What you should do. Leave out the pictures and repeat everything else in the records exactly.

Material provided.
== == ==

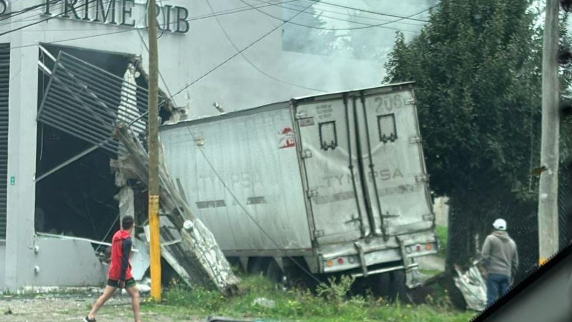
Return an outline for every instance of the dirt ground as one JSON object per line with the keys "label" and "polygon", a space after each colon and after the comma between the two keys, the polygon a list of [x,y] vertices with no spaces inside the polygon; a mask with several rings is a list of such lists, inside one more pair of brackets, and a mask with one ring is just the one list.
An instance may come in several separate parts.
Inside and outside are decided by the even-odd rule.
{"label": "dirt ground", "polygon": [[[41,294],[34,297],[0,295],[0,321],[79,322],[86,315],[89,308],[98,295],[97,293]],[[145,322],[198,322],[203,320],[198,318],[170,315],[168,313],[160,315],[149,312],[144,306],[141,313],[142,320]],[[97,317],[97,321],[101,322],[133,321],[130,299],[125,295],[115,296],[100,311]]]}

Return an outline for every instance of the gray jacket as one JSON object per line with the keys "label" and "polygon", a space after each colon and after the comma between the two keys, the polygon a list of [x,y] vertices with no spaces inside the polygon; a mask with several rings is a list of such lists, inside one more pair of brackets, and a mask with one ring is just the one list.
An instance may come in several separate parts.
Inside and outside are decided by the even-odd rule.
{"label": "gray jacket", "polygon": [[517,244],[506,231],[495,231],[484,239],[481,262],[489,274],[514,277],[518,269]]}

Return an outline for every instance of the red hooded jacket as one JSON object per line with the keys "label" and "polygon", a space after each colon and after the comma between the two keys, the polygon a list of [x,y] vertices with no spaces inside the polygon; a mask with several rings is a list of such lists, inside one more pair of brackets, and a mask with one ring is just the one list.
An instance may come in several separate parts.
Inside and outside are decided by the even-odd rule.
{"label": "red hooded jacket", "polygon": [[113,235],[111,243],[111,264],[109,265],[109,279],[114,281],[127,281],[133,277],[131,273],[129,256],[133,242],[131,235],[121,229]]}

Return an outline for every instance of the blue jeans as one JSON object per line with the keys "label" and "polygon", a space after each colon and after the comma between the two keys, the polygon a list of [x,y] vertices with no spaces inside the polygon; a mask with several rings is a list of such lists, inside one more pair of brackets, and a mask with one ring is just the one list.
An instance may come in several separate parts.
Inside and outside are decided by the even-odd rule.
{"label": "blue jeans", "polygon": [[510,277],[501,274],[487,276],[487,305],[491,305],[509,292]]}

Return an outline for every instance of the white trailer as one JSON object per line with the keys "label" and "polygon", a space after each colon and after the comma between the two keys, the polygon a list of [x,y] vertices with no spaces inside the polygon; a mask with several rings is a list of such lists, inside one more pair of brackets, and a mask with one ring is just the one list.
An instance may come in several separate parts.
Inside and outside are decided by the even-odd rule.
{"label": "white trailer", "polygon": [[436,252],[412,83],[182,121],[160,133],[189,205],[249,270],[276,277],[297,261],[313,274],[374,276],[395,288],[412,286],[415,258]]}

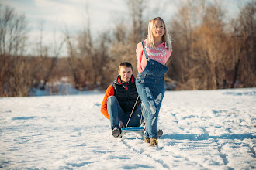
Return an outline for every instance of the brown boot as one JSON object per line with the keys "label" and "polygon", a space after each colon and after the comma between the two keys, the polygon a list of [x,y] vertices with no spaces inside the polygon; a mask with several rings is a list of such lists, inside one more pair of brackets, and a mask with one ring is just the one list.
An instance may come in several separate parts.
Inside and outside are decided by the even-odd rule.
{"label": "brown boot", "polygon": [[150,143],[150,138],[146,138],[144,137],[144,141],[145,141],[145,143]]}
{"label": "brown boot", "polygon": [[157,139],[150,138],[150,146],[151,147],[158,147]]}

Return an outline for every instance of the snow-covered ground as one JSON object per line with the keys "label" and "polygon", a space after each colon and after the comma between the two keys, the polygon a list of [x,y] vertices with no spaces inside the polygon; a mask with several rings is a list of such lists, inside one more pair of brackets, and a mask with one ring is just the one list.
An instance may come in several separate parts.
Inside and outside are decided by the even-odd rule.
{"label": "snow-covered ground", "polygon": [[150,148],[111,135],[103,93],[0,98],[5,169],[254,169],[256,88],[167,91]]}

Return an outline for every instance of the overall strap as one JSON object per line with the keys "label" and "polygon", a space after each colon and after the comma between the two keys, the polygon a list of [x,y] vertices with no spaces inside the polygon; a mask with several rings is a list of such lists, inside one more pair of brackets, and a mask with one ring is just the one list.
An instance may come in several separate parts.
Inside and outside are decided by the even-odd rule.
{"label": "overall strap", "polygon": [[148,56],[147,56],[147,51],[146,51],[146,49],[145,49],[144,42],[142,41],[141,43],[142,43],[143,49],[144,49],[144,54],[145,54],[145,56],[146,56],[146,60],[147,60],[147,61],[149,61],[150,59],[148,58]]}

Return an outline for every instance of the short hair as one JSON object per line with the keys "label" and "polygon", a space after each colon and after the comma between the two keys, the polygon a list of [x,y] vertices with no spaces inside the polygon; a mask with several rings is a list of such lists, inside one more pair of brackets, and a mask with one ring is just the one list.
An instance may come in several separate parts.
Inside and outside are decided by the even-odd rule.
{"label": "short hair", "polygon": [[133,70],[133,66],[132,66],[132,64],[130,63],[129,62],[123,62],[123,63],[120,63],[120,64],[119,64],[119,70],[120,70],[121,66],[131,68],[132,70]]}

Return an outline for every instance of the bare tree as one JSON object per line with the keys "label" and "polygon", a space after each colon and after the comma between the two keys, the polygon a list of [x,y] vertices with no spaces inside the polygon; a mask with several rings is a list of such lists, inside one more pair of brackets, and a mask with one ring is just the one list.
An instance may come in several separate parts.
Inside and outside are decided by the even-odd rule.
{"label": "bare tree", "polygon": [[0,96],[26,96],[30,73],[22,57],[27,29],[24,15],[0,5]]}

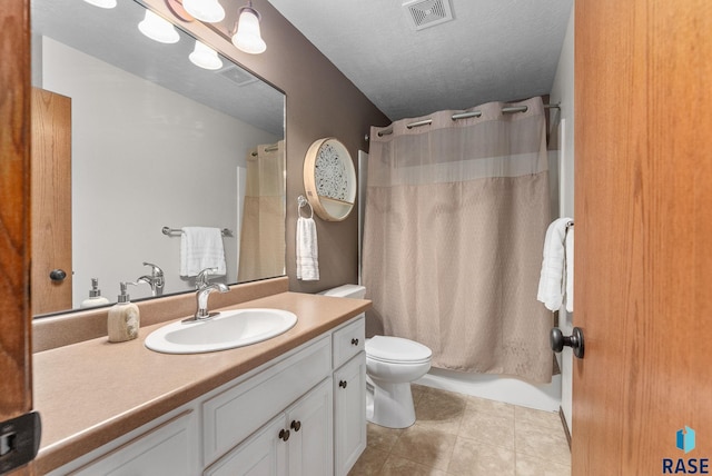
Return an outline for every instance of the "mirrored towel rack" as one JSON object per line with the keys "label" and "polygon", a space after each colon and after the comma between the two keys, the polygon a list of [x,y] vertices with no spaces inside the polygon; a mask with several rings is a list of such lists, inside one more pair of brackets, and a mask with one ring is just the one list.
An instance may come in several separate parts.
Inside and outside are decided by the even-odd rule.
{"label": "mirrored towel rack", "polygon": [[[171,235],[180,235],[182,234],[182,230],[180,228],[169,228],[169,227],[164,227],[160,229],[161,232],[164,235],[167,236],[171,236]],[[222,228],[220,230],[220,232],[222,234],[224,237],[231,237],[233,236],[233,230],[228,229],[228,228]]]}

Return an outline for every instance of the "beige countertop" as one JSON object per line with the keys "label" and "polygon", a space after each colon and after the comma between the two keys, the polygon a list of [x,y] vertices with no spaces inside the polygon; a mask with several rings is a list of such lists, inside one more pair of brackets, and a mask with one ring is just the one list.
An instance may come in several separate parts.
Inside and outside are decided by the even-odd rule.
{"label": "beige countertop", "polygon": [[[228,383],[366,310],[368,300],[280,292],[224,309],[266,307],[297,315],[269,340],[209,354],[169,355],[144,340],[99,337],[33,355],[34,409],[42,419],[36,470],[44,474]],[[184,318],[186,316],[180,316]],[[178,319],[178,318],[177,318]],[[174,319],[174,320],[177,320]]]}

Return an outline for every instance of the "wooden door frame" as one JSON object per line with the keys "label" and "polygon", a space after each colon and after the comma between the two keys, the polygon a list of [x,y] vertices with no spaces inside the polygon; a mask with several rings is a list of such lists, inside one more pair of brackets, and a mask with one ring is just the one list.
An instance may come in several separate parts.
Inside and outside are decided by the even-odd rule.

== == ==

Result for this task.
Return an outline for every instance of the dirt ground as one JSON object per line with the keys "label" and "polygon", a space after each colon and after the comma between the two keys, the polygon a list of [x,y] vertices with no spaces inside the polygon; a mask with several rings is a list of such lists, inside one more pair of brackets, and a mask with one ring is just the one list.
An instance may come in several separate parts.
Inside and outside are decided by the even-odd rule.
{"label": "dirt ground", "polygon": [[[41,294],[34,297],[0,295],[0,321],[79,322],[86,315],[89,308],[98,295],[97,293]],[[145,322],[198,322],[203,320],[198,318],[170,315],[168,313],[160,315],[149,312],[144,306],[141,313],[142,320]],[[97,317],[97,321],[101,322],[133,321],[130,299],[125,295],[115,296],[100,311]]]}

Return an outline for every instance of the gray jacket as one JSON object per line with the keys "label" and "polygon", a space after each colon and after the comma between the two keys, the polygon a list of [x,y] vertices with no spaces inside the polygon; a mask with several rings is a list of such lists, inside one more pair of brackets, and a mask with one ring is just the one list.
An instance may come in several separate parts.
Inside and outside are decided by the even-odd rule.
{"label": "gray jacket", "polygon": [[517,244],[506,231],[495,231],[484,239],[481,262],[489,274],[514,277],[518,269]]}

Return an outline for every instance of the red hooded jacket as one JSON object per line with the keys "label" and "polygon", a space after each colon and after the comma between the two keys, the polygon a list of [x,y] vertices with no spaces inside the polygon; a mask with several rings is a list of such lists, inside one more pair of brackets, and a mask with one ring is just the one list.
An instance may come in several separate parts.
Inside and outside are decided by the even-odd rule.
{"label": "red hooded jacket", "polygon": [[113,235],[111,243],[111,264],[109,265],[109,279],[114,281],[127,281],[133,277],[131,273],[129,256],[133,242],[131,235],[121,229]]}

Return an outline for every instance of the blue jeans as one JSON object per line with the keys "label" and "polygon", a space after each colon and after the comma between the two keys, the polygon a list of [x,y] vertices with no spaces inside the polygon; a mask with several rings is a list of such lists, inside one more pair of brackets, and a mask with one ring is just the one list.
An instance may come in several separate parts.
Inside and outside are decided by the even-odd rule.
{"label": "blue jeans", "polygon": [[510,277],[501,274],[487,276],[487,305],[491,305],[509,292]]}

Return an outline for every instance of the white trailer as one JSON object per line with the keys "label" and "polygon", a space after each colon and after the comma between the two keys, the polygon a list of [x,y] vertices with no spaces inside the polygon; a mask with several rings is a list of such lists, inside one more pair of brackets, and a mask with one ring is just the one list.
An instance may come in several separate parts.
Inside and outside are decided by the even-odd rule.
{"label": "white trailer", "polygon": [[436,252],[412,83],[182,121],[160,133],[189,205],[249,270],[276,277],[297,261],[313,274],[374,276],[395,288],[412,286],[415,258]]}

Return an outline for every instance of the brown boot as one JSON object per line with the keys "label" and "polygon", a space after each colon and after the comma between the two keys, the polygon a list of [x,y] vertices with no spaces inside the polygon; a mask with several rings is a list of such lists, inside one more pair of brackets, and a mask with one ring is just the one list.
An instance may come in several separate parts.
Inside and outside are decided by the even-odd rule.
{"label": "brown boot", "polygon": [[150,143],[150,138],[146,138],[144,137],[144,141],[145,141],[145,143]]}
{"label": "brown boot", "polygon": [[157,139],[150,138],[150,146],[151,147],[158,147]]}

Return an outline for every instance of the snow-covered ground as one JSON object per line with the keys "label" and "polygon", a space after each colon and after the comma between the two keys, the polygon a list of [x,y] vertices with no spaces inside the polygon; a mask with several rings is a list of such lists, inside one more pair of brackets, and a mask with one ring is just the one list.
An instance may come in several separate parts.
Inside and outside are decided by the even-odd rule.
{"label": "snow-covered ground", "polygon": [[150,148],[111,135],[103,93],[0,98],[5,169],[254,169],[256,88],[167,91]]}

Return an outline for every instance of the overall strap as one JSON object per line with the keys "label" and "polygon", a space after each colon and after the comma between the two keys, the polygon a list of [x,y] vertices with no spaces inside the polygon; a mask with several rings is a list of such lists, inside one more pair of brackets, and a mask with one ring is just the one list.
An instance may come in several separate parts.
Inside and outside are decided by the even-odd rule.
{"label": "overall strap", "polygon": [[148,56],[147,56],[147,51],[146,51],[146,49],[145,49],[144,42],[142,41],[141,43],[142,43],[143,49],[144,49],[144,54],[145,54],[145,56],[146,56],[146,60],[147,60],[147,61],[149,61],[150,59],[148,58]]}

Return an outline for every instance of the short hair as one JSON object per line with the keys "label" and "polygon", a space after each colon and after the comma between the two keys, the polygon a list of [x,y] vertices with no spaces inside the polygon; a mask with several rings is a list of such lists, inside one more pair of brackets, and a mask with one ring is just the one list.
An instance may come in several separate parts.
Inside and outside are decided by the even-odd rule.
{"label": "short hair", "polygon": [[133,70],[133,66],[132,66],[132,64],[130,63],[129,62],[123,62],[123,63],[120,63],[120,64],[119,64],[119,70],[120,70],[121,66],[131,68],[132,70]]}

Return an outline for every instance of the bare tree as one JSON object per line with the keys "label" and "polygon", a space after each colon and after the comma between the two keys, the polygon a list of [x,y] vertices with no spaces inside the polygon; a mask with several rings is a list of such lists, inside one more pair of brackets, and a mask with one ring is just the one list.
An instance may come in several separate parts.
Inside and outside are decided by the even-odd rule.
{"label": "bare tree", "polygon": [[0,96],[26,96],[30,73],[22,57],[27,29],[24,15],[0,5]]}

Return an outline for every instance of the "mirrored towel rack" as one JSON object per line with the keys "label" and "polygon", a space after each colon and after the comma between the two keys, the polygon a list of [x,y] vertices with no spaces inside the polygon; a mask with several rings is a list of such lists, inside one more pair of brackets, and a mask with one ring is just the one list.
An instance may come in several separate parts.
Inside and outside are decided by the even-odd rule.
{"label": "mirrored towel rack", "polygon": [[[171,235],[180,235],[182,234],[182,230],[180,228],[169,228],[169,227],[164,227],[160,229],[161,232],[164,235],[167,236],[171,236]],[[222,228],[220,230],[220,232],[222,234],[224,237],[231,237],[233,236],[233,230],[228,229],[228,228]]]}

Return an outline for every instance of the "beige countertop" as one JSON object per line with the keys "label" and "polygon", a space after each colon and after the comma between the two keys, the polygon a list of [x,y] vertices with no spaces inside the polygon; a mask with several rings is a list of such lists, inside one more pair of brackets, and a mask with one ring is just the one list.
An instance may come in several separate parts.
Inside and outside are decided by the even-odd rule.
{"label": "beige countertop", "polygon": [[[228,383],[366,310],[368,300],[280,292],[224,309],[266,307],[297,315],[269,340],[209,354],[169,355],[144,340],[99,337],[33,355],[34,409],[42,419],[36,470],[44,474]],[[184,318],[186,316],[180,316]],[[178,319],[178,318],[177,318]],[[174,319],[174,320],[177,320]]]}

Return an outline for every instance of the "wooden door frame" as one JSON object per line with the keys "label" and "polygon", a space after each colon and after the comma between the two keys, the polygon a list of [x,y] vertices with no spaces inside the polygon; a mask with several rings is a list of such lists, inside one more pair of brackets, and a mask with one ring is just the one list.
An instance may come in several separate parts.
Inside and outside are decided by the even-odd rule.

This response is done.